— begin Page extract —
81 R based data organization and visualization

Tengteng Tao

81.1 Introduction

In this cheat sheet, I conclude all the important functions we have used in the past two graded homeworks. The whole cheat sheet has two sections. In the first section, all functions related to plotting will be listed. In the second section, all functions which are helpful in organizing data will be mentioned.

81.2 Plots and their corresponding codes

81.2.1 Box plots

To create box plots, we use the function geom_boxplot() from the ggplot2. The basic function is

ggplot(dataframe, aes(y = TheColumnForYaxis , x = TheColumnForXaxis ))+ geom_boxplot()

The example used data fastfood from the openintro package. I used the data calories and restaurant to make the box plot. In addition,to make sure the plot is intuitive enough, the plot is ordered by the mean value from high to low.

df <- openintro::fastfood
ggplot(df, aes(x = reorder(restaurant, calories, median), y = calories))+
geom_boxplot()+
coord_flip()+
xlab("")+
theme_grey(14)
— end Page extract —
— begin Provided material —
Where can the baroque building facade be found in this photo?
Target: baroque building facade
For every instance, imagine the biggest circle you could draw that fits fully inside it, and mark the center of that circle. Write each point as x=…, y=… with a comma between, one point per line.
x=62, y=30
— end Provided material —
Exercise goal: According to the R cheat sheet, which function is used to create box plots, and from which package does it come? The material has no connection to the R cheat sheet.

Expected answer: The function geom_boxplot() from the ggplot2 package.